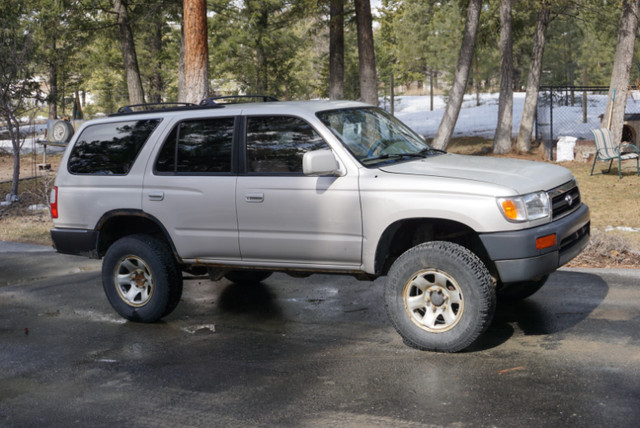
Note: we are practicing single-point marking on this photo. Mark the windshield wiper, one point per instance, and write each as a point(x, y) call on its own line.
point(432, 150)
point(421, 154)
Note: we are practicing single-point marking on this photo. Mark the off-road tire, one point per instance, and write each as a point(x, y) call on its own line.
point(439, 297)
point(521, 290)
point(141, 278)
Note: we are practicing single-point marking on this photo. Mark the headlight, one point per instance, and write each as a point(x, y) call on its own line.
point(532, 206)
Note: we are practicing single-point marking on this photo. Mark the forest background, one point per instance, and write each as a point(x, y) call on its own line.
point(281, 48)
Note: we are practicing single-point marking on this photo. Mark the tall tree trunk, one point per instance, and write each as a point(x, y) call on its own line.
point(366, 53)
point(53, 91)
point(448, 123)
point(196, 51)
point(134, 83)
point(53, 83)
point(621, 69)
point(502, 139)
point(155, 49)
point(182, 90)
point(523, 142)
point(336, 50)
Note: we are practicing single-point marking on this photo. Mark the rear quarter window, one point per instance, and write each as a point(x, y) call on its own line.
point(110, 148)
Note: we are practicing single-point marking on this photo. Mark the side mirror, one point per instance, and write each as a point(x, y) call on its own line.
point(320, 162)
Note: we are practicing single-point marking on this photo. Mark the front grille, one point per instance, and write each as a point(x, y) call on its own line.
point(565, 199)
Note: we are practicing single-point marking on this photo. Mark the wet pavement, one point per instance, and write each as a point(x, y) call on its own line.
point(316, 351)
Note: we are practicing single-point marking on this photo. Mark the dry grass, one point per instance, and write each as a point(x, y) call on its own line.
point(614, 203)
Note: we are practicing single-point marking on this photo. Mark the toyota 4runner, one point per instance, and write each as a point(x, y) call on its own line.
point(242, 190)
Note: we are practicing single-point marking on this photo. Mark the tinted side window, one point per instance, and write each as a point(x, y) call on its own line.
point(198, 146)
point(276, 144)
point(110, 148)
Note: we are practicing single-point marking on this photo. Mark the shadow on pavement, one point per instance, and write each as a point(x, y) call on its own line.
point(564, 301)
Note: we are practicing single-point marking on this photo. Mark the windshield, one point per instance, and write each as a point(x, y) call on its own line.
point(373, 136)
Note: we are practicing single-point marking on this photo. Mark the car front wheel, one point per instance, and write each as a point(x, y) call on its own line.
point(440, 297)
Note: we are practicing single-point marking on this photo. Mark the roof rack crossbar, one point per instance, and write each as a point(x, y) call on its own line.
point(212, 100)
point(134, 108)
point(175, 106)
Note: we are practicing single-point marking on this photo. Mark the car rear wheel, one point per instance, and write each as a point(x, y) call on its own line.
point(141, 278)
point(440, 297)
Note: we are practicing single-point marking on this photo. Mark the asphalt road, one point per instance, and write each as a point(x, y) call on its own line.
point(307, 352)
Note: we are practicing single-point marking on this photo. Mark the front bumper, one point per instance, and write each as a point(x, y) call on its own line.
point(517, 258)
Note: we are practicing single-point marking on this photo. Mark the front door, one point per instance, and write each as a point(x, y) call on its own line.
point(285, 216)
point(192, 189)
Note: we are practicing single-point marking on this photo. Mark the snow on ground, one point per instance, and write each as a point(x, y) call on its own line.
point(481, 120)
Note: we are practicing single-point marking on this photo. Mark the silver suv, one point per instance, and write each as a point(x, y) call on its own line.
point(243, 190)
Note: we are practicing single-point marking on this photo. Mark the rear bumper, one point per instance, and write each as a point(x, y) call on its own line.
point(79, 242)
point(517, 258)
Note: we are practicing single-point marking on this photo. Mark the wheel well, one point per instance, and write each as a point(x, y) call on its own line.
point(406, 234)
point(117, 225)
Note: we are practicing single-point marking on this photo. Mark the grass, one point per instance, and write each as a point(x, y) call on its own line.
point(614, 204)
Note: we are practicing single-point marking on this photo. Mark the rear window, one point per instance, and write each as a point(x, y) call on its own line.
point(110, 148)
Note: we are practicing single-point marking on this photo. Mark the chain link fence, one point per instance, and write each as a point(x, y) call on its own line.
point(573, 111)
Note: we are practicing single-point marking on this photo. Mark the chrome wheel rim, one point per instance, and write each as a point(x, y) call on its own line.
point(133, 281)
point(433, 300)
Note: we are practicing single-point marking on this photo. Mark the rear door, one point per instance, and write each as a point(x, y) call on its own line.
point(191, 188)
point(285, 216)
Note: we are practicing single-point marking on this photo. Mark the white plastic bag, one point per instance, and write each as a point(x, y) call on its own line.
point(565, 149)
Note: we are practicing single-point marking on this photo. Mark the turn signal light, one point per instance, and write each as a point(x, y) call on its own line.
point(546, 241)
point(510, 209)
point(53, 202)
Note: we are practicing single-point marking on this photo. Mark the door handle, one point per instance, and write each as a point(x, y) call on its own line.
point(156, 196)
point(254, 198)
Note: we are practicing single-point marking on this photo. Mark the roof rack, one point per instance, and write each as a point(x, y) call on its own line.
point(237, 98)
point(206, 103)
point(139, 108)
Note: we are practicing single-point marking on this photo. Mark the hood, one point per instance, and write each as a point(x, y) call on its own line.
point(520, 175)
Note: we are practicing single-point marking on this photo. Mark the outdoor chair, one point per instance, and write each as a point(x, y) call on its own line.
point(607, 151)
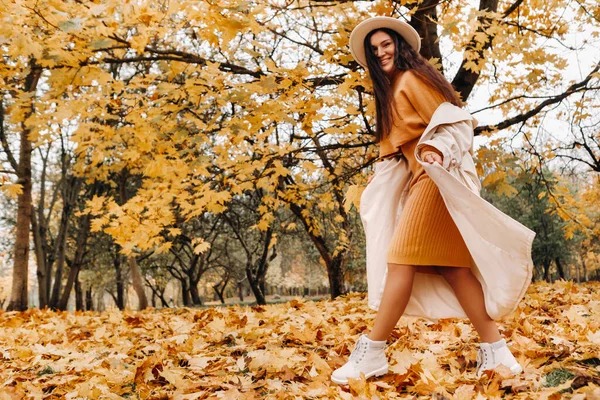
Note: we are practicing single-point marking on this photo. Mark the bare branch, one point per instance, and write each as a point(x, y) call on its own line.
point(576, 87)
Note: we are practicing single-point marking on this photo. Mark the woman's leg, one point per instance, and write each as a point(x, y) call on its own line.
point(470, 296)
point(398, 287)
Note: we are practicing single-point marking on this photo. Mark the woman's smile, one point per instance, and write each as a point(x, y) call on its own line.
point(383, 47)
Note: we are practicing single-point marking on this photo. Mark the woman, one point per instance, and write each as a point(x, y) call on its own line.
point(427, 248)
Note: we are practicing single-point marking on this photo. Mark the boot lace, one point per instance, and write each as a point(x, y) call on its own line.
point(359, 351)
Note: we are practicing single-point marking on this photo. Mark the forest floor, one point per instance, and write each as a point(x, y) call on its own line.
point(283, 351)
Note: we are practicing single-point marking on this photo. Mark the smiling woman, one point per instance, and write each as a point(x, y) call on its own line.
point(423, 240)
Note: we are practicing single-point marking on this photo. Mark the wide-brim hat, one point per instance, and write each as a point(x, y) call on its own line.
point(357, 37)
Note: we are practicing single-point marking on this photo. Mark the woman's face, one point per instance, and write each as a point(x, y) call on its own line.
point(383, 48)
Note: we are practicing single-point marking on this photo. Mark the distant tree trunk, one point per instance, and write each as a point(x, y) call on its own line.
point(89, 303)
point(241, 290)
point(196, 299)
point(70, 190)
point(561, 271)
point(79, 305)
point(334, 264)
point(585, 274)
point(138, 284)
point(40, 257)
point(185, 293)
point(120, 284)
point(219, 288)
point(75, 265)
point(547, 274)
point(18, 296)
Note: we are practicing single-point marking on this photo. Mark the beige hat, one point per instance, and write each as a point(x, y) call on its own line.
point(357, 37)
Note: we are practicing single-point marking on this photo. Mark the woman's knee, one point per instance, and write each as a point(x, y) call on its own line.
point(453, 275)
point(401, 269)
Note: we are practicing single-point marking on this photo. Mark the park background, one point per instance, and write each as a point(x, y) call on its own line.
point(173, 153)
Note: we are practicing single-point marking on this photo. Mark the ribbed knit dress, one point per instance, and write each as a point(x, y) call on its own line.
point(425, 236)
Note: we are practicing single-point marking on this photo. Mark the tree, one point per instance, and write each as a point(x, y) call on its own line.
point(201, 102)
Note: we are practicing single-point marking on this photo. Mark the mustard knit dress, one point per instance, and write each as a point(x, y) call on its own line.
point(426, 236)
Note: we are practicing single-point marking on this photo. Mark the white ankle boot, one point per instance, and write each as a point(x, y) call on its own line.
point(491, 355)
point(367, 357)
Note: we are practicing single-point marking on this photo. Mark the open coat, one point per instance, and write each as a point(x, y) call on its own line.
point(500, 247)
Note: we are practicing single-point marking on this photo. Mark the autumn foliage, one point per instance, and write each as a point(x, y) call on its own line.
point(286, 350)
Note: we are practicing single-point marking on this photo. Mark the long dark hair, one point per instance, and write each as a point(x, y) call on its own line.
point(405, 58)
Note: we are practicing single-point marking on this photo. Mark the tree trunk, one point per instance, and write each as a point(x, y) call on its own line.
point(70, 191)
point(196, 299)
point(79, 305)
point(334, 265)
point(75, 266)
point(424, 21)
point(547, 275)
point(219, 294)
point(561, 271)
point(40, 258)
point(120, 297)
point(19, 290)
point(89, 303)
point(185, 293)
point(258, 294)
point(241, 290)
point(138, 285)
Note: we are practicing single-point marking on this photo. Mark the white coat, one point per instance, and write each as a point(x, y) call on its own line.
point(500, 247)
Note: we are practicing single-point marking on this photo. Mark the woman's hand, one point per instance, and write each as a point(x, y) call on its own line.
point(431, 157)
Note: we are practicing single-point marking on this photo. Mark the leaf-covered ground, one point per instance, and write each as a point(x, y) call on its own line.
point(289, 350)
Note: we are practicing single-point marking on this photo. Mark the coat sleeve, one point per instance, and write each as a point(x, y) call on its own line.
point(454, 141)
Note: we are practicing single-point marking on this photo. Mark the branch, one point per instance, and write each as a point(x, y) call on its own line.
point(464, 81)
point(576, 87)
point(9, 155)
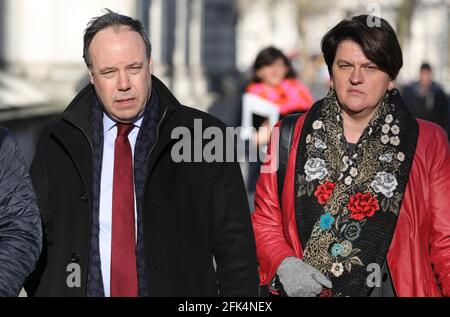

######

# [EXERCISE REQUIREMENTS]
Copy out, word for word, the lines from the one containing "the windshield, one" through the one containing "point(307, 352)", both ends included.

# [SOLUTION TO THIS PROBLEM]
Note: we are practicing single-point marking on this photo. Mark the windshield, one point per instance, and write each as a point(x, y) call on its own line.
point(373, 136)
Note: we are practicing single-point marking on this photo. Mark the car front wheel, one point per instance, and write each as a point(x, y) call on its own line.
point(440, 297)
Note: we are practicing single-point marking on this photo. Mark the roof rack crossbar, one point per instance, and write each as a point(x, y) call on its own line.
point(212, 100)
point(134, 108)
point(175, 106)
Note: we are practicing single-point marking on this photo. Mark the car rear wheel, one point per instance, and write each as a point(x, y) call on its own line.
point(141, 278)
point(440, 297)
Note: we are practicing single-point marking on this photo. Mark the asphalt road, one point per instance, and write each as a point(x, y) call on its own line.
point(307, 352)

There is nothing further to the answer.